REVIEW

Movie Review: The Wizard of Gore Screens at the Boston Underground Film Festival

Written by Lisa McKay
Published March 25, 2008

On March 20, the Boston Underground Film Festival kicked off its tenth annual proceedings with a screening of The Wizard of Gore from filmmaker Jeremy Kasten, a re-imagining of the 1970 film of the same name directed by Herschell Gordon Lewis, the godfather of splatter films. An hallucinatory tale of murder and magic, the film contains enough gore to please genre fans, and plays enough mind tricks to keep everyone else along for the ride.

Kasten's update brings the subject matter of the original movie (filmed during the '60s) firmly into the present, with the action taking place in the seamy underbelly of Los Angeles and the whole given a decidedly post-punk noir aesthetic (right down to the irony of having The Suicide Girls play the comely victims). The story begins in flashback as we are introduced to Ed Bigelow (Kip Pardue), a fellow who dresses straight out of a Raymond Chandler story and even has an old fashioned dial phone in his otherwise industrial strength loft space. Bigelow publishes a newspaper that chronicles L.A.'s underground art and entertainment scene — if there's a seedy venue out there that panders to an audience's baser instincts, Bigelow's been there, done that, and written about it. As the tale begins, he's covered in blood and lurches out into the night to bring things to a conclusion. And so the tale begins...

Supplied material:
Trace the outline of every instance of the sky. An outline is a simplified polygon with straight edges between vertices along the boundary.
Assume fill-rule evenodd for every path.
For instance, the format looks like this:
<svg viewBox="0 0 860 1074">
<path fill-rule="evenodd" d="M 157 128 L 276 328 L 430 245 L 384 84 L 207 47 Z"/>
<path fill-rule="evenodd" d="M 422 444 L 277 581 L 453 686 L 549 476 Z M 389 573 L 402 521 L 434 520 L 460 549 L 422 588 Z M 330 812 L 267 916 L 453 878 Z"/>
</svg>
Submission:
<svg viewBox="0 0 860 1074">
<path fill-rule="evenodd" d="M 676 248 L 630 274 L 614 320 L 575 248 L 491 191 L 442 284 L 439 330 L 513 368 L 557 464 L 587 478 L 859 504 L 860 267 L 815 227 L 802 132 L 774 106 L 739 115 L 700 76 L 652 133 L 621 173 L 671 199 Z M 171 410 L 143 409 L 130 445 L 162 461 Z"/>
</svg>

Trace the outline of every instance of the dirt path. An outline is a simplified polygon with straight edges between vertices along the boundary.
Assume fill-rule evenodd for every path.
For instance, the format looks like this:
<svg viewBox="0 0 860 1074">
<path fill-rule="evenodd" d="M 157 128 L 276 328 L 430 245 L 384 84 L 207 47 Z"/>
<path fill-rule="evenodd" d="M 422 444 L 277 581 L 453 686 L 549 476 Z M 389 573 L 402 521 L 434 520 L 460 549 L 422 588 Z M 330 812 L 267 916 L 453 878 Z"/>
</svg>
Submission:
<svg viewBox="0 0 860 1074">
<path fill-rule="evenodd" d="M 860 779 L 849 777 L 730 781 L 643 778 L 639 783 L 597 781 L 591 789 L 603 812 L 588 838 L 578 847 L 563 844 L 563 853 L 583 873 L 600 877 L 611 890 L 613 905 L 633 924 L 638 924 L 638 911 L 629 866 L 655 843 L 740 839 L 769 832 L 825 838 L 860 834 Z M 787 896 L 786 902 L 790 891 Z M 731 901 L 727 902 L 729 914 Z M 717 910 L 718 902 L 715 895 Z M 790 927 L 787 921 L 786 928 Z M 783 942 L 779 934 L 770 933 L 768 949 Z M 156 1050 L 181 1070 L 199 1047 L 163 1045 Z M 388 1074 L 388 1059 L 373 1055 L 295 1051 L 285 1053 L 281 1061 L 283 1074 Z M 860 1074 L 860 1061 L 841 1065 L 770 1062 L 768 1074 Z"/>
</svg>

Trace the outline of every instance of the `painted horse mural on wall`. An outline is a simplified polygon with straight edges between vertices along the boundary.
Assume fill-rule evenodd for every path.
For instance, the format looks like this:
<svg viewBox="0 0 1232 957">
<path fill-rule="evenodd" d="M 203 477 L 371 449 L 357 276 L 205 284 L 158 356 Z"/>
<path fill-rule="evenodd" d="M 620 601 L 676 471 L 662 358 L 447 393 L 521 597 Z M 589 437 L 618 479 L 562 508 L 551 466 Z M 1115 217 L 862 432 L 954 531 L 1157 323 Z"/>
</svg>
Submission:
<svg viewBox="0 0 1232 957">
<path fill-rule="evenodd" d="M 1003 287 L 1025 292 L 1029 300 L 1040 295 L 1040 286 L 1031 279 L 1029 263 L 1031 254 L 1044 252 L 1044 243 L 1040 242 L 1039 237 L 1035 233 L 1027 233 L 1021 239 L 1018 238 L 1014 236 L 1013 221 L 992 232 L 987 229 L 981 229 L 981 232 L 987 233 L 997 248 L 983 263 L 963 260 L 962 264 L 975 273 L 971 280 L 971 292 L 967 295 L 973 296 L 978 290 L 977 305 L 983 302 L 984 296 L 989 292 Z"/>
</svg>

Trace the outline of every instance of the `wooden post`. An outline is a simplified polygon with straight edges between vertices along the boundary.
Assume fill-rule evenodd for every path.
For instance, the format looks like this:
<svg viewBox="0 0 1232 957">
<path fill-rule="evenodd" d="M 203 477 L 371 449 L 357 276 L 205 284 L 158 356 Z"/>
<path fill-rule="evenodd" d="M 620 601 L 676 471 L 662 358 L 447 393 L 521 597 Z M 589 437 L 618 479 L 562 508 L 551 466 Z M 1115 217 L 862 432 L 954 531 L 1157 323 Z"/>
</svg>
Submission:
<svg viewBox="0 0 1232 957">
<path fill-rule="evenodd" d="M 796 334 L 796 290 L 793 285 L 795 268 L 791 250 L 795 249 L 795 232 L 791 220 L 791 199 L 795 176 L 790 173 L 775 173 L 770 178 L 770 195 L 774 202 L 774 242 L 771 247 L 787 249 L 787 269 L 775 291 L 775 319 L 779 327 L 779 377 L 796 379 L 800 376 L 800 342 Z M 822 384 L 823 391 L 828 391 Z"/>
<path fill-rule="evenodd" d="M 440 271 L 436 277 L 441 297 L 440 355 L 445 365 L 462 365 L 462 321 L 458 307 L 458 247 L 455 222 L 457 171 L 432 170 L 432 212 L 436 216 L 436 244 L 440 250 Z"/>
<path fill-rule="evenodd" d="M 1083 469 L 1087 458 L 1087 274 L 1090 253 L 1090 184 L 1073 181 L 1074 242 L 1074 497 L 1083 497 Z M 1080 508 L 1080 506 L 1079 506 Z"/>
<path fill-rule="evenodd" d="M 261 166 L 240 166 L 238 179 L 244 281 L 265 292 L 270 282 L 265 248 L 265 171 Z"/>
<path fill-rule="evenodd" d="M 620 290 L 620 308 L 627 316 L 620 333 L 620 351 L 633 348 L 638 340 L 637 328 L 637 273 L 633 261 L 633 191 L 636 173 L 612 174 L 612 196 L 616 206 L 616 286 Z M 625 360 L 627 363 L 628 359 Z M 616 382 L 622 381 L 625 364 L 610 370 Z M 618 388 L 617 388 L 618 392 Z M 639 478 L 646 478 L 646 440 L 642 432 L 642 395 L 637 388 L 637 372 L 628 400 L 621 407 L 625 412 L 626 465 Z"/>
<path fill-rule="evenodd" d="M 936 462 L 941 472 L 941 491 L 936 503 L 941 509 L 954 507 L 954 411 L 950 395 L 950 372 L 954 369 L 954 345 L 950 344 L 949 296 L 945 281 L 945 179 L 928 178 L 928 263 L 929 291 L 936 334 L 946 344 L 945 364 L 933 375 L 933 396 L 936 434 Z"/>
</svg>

What to produce:
Please copy word for word the passage of the movie review above that opens with the words containing "Written by Lisa" and closes with "for the ride.".

Solution to the problem:
Written by Lisa McKay
Published March 25, 2008

On March 20, the Boston Underground Film Festival kicked off its tenth annual proceedings with a screening of The Wizard of Gore from filmmaker Jeremy Kasten, a re-imagining of the 1970 film of the same name directed by Herschell Gordon Lewis, the godfather of splatter films. An hallucinatory tale of murder and magic, the film contains enough gore to please genre fans, and plays enough mind tricks to keep everyone else along for the ride.